## Provided text
# Cramp Betta spotted at car dealership



## AquaNeko (Jul 26, 2009)

North York Chrysler

I was at the dealership to get a oil, lube, & filter done and some extra vehicle maintanence and in the maintance counter there was a Betta in a small lidded jar about the size of your fist.  Little fish hardly could flutter the fins. I didn't say anything then but next time I'm around to have the car checked out for something and if I see that there I'll mention something. The amount of water in there was about one of those regular small during sale Betta cups with about half a cup more of water in there.

If anyone else uses this dealership we need to say something and see if theyll upgrade it to 1-2.5gal tank. Their computer monitors like 1 ft away from the Betta so light/air or filter powering should not be an issue. Hell all all the bright light in there could power a small solar panel if they wanted to keep that fish self contained.

## Task set
[1] Write out the passage of the forum post about the cramped betta from "## AquaNeko (Jul" to "water in there.".
[2] Translate this sentence from the betta forum post into Spanish: "Little fish hardly could flutter the fins."
[3] Proceed with the forum post about the betta at the car dealership, starting after its final sentence.

## Rows
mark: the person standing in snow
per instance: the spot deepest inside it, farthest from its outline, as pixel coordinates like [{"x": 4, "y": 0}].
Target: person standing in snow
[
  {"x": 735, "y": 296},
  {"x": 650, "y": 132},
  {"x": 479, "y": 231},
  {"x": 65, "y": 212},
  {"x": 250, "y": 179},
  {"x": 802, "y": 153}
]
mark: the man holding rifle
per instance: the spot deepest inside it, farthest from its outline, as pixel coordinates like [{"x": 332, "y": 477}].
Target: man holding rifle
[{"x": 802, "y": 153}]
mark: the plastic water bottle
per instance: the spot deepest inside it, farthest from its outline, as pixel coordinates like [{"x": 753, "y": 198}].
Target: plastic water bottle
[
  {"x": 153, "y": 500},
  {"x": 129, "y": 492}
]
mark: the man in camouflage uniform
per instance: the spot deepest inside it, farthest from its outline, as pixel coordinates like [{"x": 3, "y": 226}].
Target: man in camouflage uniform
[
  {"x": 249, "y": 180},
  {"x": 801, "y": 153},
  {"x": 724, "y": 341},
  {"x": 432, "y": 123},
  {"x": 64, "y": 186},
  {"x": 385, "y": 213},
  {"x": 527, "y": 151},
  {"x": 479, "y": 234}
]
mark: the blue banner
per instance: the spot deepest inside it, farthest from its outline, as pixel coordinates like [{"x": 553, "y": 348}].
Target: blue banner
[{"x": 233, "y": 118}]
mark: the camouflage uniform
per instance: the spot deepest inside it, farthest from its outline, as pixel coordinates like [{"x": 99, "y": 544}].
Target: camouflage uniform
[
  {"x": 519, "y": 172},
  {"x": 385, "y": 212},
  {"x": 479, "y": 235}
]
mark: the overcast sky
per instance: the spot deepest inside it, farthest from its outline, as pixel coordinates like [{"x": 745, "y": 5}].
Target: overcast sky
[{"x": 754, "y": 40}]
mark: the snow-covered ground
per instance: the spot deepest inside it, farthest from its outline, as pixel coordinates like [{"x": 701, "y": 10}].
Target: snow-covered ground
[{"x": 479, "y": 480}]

## Outputs by task
[1]
## AquaNeko (Jul 26, 2009)

North York Chrysler

I was at the dealership to get a oil, lube, & filter done and some extra vehicle maintanence and in the maintance counter there was a Betta in a small lidded jar about the size of your fist.  Little fish hardly could flutter the fins. I didn't say anything then but next time I'm around to have the car checked out for something and if I see that there I'll mention something. The amount of water in there was about one of those regular small during sale Betta cups with about half a cup more of water in there.

[2] El pececito apenas podía mover las aletas.

[3]
----------



## bigfishy (Jun 19, 2009)

HEY!What's that over there???

Shove the betta into the pocket and walk away


----------



## AquaNeko (Jul 26, 2009)

bigfishy said:


> HEY!What's that over there???
> 
> Shove the betta into the pocket and walk away


Yah after they already have your data called up already and car locked in. Good plan. LOL.. What could possiblely go wrong then?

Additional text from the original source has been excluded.